### Supplied text
■ ■ ■



    • I was quite happy with my take on the spinach, especially because I used it raw and it sort of “cooked” in the residual heat of the puree. Turned out better than I expected and with such bright color! Hope you try it…


  3. I had the good fortune of cooking with Jacques for a week during a program at BU, and I must say that it was such a thrill. Not only was he warm and engaging, but a terrific teacher as well. Love the idea of fortifying the dish with the spinach, and bet the browned butter really knocks it out of the park!


    • Ok, I am going to need my smelling salts here…. You say you cooked with Jacques for a week, without preparing myself for it, just like that? Oh, the stars in heaven! you lucky lucky lucky man!

      I can tell he is a terrific teacher from his demeanor at Food TV and other venues – I also read his autobiography, and was impressed by everything he went through, and the way he related it all. Fantastic man. If you have a chance to be in touch with him, tell him he’s got a Brazilian fan that wanted to say “Salut!” 😉


  4. Pureed vegetables are all about the presentation. I tired the carrot souffle you featured a few months back which was new approach to a simple staple. It got me to thinking. After your side dish supper use any of these leftovers purees (broccoli, spinach, kale etc). in mini souffles, These are all a perfect addition for a Sunday brunch. A longtime favorite of ours is to puree cooked cauliflower (drain cooked cauliflower, and in the same pan use your hand blender to puree) add a good quality olive oil, salt and pepper and a splash of heavy cream and blend as a substitute for mashed potatoes. This provides a healthy base for a piece of grilled salmon with a side of bright green peas.and you have dinner. Vegetables are so underrated.


    • Oh, I LOVE pureed cauliflower, I actually have two recipes in the blog, maybe three – gosh, the blog is getting so old (and so am I) that I keep forgetting what I published 😉

      anyway, I agree with you, vegetables can be amazing, particularly if we open our horizons and use them in “unexpected” ways. NOw, if only Phil could warm up to beets…..

■ ■ ■

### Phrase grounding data
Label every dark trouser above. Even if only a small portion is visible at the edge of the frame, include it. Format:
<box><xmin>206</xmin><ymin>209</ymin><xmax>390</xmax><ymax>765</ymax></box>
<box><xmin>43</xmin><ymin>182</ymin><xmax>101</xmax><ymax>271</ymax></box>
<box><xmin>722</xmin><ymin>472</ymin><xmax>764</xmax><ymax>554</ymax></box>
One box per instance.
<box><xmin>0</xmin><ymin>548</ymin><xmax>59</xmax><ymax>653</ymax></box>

■ ■ ■

### Work instructions
**a.** Write out the comment thread from "3. I had the" down to "of the park!".
**b.** Decide whether each statement agrees with the comment thread, answering yes or no and quoting the words that settle it: (i) One commenter cooked with Jacques for a week during a program at BU. (ii) The pureed cauliflower is offered as a substitute for rice. (iii) The spinach was cooked before it went into the puree.

### Responses to the exercise
**a.**
3. I had the good fortune of cooking with Jacques for a week during a program at BU, and I must say that it was such a thrill. Not only was he warm and engaging, but a terrific teacher as well. Love the idea of fortifying the dish with the spinach, and bet the browned butter really knocks it out of the park!

**b.**
(i) Yes: "I had the good fortune of cooking with Jacques for a week during a program at BU"
(ii) No: "blend as a substitute for mashed potatoes"
(iii) No: "I used it raw and it sort of “cooked” in the residual heat of the puree"